Text to read:
------

Removal, relocation or modification of a communications facility in the ROW.
(1) 
Notice. Within 90 days following written notice from the Village, a provider shall, at its own expense, protect, support, temporarily or permanently disconnect, remove, relocate, change or alter the position of any communications facility within the public ROW whenever the Village has determined that such removal, relocation, change or alteration, is reasonably necessary for the construction, repair, maintenance, or installation of any Village improvement in or upon, or the operations of the Village in or upon, the public ROW, or pursuant to any redevelopment plan made pursuant to the Municipal Land Use Law contained in N.J.S.A. 40:55D-1 et seq., or any council resolution that approves any redevelopment plan for work that is performed by a private company other than the Village. The Village shall apply the same standards to all utilities in the public ROW.
(2) 
Emergency removal or relocation of facilities. The Village retains the right and privilege to cut power to or move any communications facility located within the public ROW of the Village, as the Village may determine to be necessary, appropriate or useful in response to any public welfare emergency, or safety emergency. If circumstances permit, the Village shall notify the provider and provide the provider an opportunity to move its own facilities prior to cutting power to or removing the communications facility and in all cases shall notify the provider after cutting power to or removing the communications facility as promptly as reasonably possible.
(3) 
Structural reconditioning, repair and replacement. From time to time, the Village may paint, recondition, or otherwise improve or repair the Village poles in a substantial way ("reconditioning work"). The provider shall reasonably cooperate with the Village to carry out reconditioning work activities in a manner that minimizes interference with the provider's approved use of the facility.
(a) 
Prior to commencing reconditioning work, the Village will use reasonable efforts to provide the provider with at least 60 days' prior written notice. Upon receiving that notice, it shall be the provider's sole responsibility to provide adequate measures to cover, remove, or otherwise protect the provider's communications facilities from the consequences of the reconditioning work, including but not limited to paint and debris fallout. The Village reserves the right to require the provider to remove all of the provider's communications facility from the Village pole and surrounding premises during reconditioning work, provided the requirement to remove same is contained in the written notice required by this subsection. All cost associated with the protection measures, including temporary removal, shall be the sole responsibility of the provider. The Village will provide the provider with a date by which its equipment must be protected or removed. The provider may request a modification of the Village procedures for carrying out reconditioning work in order to reduce the interference with provider's operation of its communications facility. If the Village agrees to the modification, the Provider shall be responsible for all reasonable incremental cost related to the modification.

------

Requests:
• A. Copy out the entries verbatim, starting at the line that contains "of the sand" and ending with the last line of the entries, both included.
• B. Write the next part of the ordinance passage on communications facilities in the public right-of-way, starting after its final sentence.
The ordinance passage and the entries are separate material.

------

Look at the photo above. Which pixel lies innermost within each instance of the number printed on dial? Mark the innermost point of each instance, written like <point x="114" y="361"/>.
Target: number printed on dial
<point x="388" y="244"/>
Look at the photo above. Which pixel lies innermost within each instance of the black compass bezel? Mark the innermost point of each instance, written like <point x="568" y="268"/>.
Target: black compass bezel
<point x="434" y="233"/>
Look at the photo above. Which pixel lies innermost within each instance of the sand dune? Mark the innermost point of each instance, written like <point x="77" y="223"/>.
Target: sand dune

------

Outputs by task:
• A.
Look at the photo above. Which pixel lies innermost within each instance of the sand dune? Mark the innermost point of each instance, written like <point x="77" y="223"/>.
Target: sand dune

• B.
(b) 
If the Village poles need to be replaced ("replacement work"), the Village shall provide provider with at least 60 days' written notice to remove its communications facilities. The Village shall also promptly notify provider when the Village poles have been replaced and provider may reinstall its equipment. During the replacement work, the provider may maintain a temporary communications facility on or nearby in the public right-of-way, with the specific temporary location to be approved by the Village, or on nearby private property, or on any land owned or controlled by Village, in the vicinity of the property. If alternative locations in the public right-of-way or on nearby public or private property will not accommodate the provider's temporary communications facility or if the parties cannot agree on a temporary location, the provider, at its sole option, shall have the right to suspend the applicable permit, until the replacement pole is installed, upon 30 days' written notice to the Village.
(c) 
If the Village poles need to be repaired due to storm or other damage ("repair work"), the Village shall notify the provider to remove its communications facilities as soon as possible. In the event of an emergency, the Village shall contact the provider by telephone at its emergency contact of record upon or prior to removing the provider's equipment. Once the Village poles have been replaced or repaired, the Village will promptly notify the provider that it can reinstall its equipment. During Village repair work, the provider may maintain a temporary communications facility on the public right-of-way or nearby property, subject to approval of the applicable property owner, or after approval by provider, on any land owned or controlled by the Village in the vicinity of the property. All cost associated with any removal or protection of communications facilities shall be the sole responsibility of the provider, except to the extent caused by third parties or the Village.
E. 
Attachment to Village poles in the public ROW.
(1)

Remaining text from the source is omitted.